**Given instruction**
Under this task are some entries; return every one of them exactly.
■ ■ ■ ■ ■ ■ ■
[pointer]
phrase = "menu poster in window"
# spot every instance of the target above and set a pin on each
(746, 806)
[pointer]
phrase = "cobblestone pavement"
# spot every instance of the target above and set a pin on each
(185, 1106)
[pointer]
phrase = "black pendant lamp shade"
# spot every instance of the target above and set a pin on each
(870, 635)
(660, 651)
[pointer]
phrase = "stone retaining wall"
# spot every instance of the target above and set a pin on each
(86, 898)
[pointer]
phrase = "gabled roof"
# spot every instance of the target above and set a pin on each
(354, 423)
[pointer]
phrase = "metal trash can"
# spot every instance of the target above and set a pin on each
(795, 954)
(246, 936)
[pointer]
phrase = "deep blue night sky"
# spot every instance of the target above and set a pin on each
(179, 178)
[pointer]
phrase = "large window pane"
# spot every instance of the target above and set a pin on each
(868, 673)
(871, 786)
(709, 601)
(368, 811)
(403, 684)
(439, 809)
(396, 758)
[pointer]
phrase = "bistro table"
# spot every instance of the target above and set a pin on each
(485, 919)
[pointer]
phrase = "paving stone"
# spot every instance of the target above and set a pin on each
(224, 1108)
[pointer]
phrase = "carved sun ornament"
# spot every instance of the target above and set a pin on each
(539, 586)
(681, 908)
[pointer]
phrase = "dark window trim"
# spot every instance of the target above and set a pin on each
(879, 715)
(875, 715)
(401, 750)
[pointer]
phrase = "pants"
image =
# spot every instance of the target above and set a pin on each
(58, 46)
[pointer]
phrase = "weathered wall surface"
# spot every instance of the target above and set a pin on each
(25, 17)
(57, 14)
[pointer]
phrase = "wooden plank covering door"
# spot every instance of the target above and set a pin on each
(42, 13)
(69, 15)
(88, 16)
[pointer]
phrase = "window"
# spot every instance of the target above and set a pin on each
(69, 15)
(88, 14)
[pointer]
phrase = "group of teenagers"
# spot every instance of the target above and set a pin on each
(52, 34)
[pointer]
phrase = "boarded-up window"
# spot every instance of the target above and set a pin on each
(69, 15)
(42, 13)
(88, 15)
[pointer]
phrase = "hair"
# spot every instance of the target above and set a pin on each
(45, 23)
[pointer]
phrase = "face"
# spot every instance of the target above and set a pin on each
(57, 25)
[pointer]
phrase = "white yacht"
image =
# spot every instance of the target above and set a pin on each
■ ■ ■ ■ ■ ■ ■
**Written answer**
[pointer]
phrase = "menu poster in window"
# spot every instance of the target above and set a pin on each
(746, 806)
[pointer]
phrase = "cobblestone pavement"
# spot every instance of the target above and set a pin on each
(185, 1106)
[pointer]
phrase = "black pendant lamp shade"
# spot every instance of the target above and set a pin on each
(870, 635)
(660, 651)
[pointer]
phrase = "stone retaining wall"
# spot every instance of the target above and set a pin on each
(86, 898)
[pointer]
phrase = "gabled roof"
# spot every instance of the target above and set a pin on each
(354, 423)
[pointer]
phrase = "metal trash can"
# spot every instance of the target above and set a pin on each
(795, 954)
(246, 936)
[pointer]
phrase = "deep blue night sky"
# spot every instance of the target above and set a pin on each
(179, 178)
[pointer]
phrase = "large window pane"
# spot every instance of the target above and set a pin on each
(868, 673)
(871, 786)
(709, 601)
(368, 811)
(403, 684)
(439, 809)
(396, 758)
[pointer]
phrase = "bistro table"
# spot every instance of the target above and set a pin on each
(485, 919)
[pointer]
phrase = "paving stone"
# spot every instance of the target above and set a pin on each
(224, 1108)
[pointer]
phrase = "carved sun ornament"
# spot every instance of the target above and set a pin on each
(539, 586)
(681, 908)
[pointer]
phrase = "dark window trim"
# spot every instance of the target above and set a pin on each
(879, 715)
(875, 715)
(401, 750)
[pointer]
phrase = "pants"
image =
# spot every instance of the target above and set a pin on each
(58, 46)
[pointer]
phrase = "weathered wall surface"
# spot every instance of the target above and set a pin on each
(25, 17)
(57, 14)
[pointer]
phrase = "wooden plank covering door"
# spot every instance of the target above and set a pin on each
(42, 13)
(69, 15)
(88, 16)
[pointer]
phrase = "window"
# spot every instance of the target above and set a pin on each
(69, 15)
(88, 14)
[pointer]
phrase = "group of teenagers"
# spot every instance of the target above and set a pin on each
(52, 34)
[pointer]
phrase = "boarded-up window"
# spot every instance of the target above and set a pin on each
(69, 15)
(42, 13)
(88, 15)
[pointer]
phrase = "hair"
# spot every instance of the target above and set a pin on each
(45, 23)
[pointer]
phrase = "face"
# spot every instance of the target above and set a pin on each
(57, 25)
[pointer]
phrase = "white yacht"
image =
# spot every instance of the target above and set a pin on each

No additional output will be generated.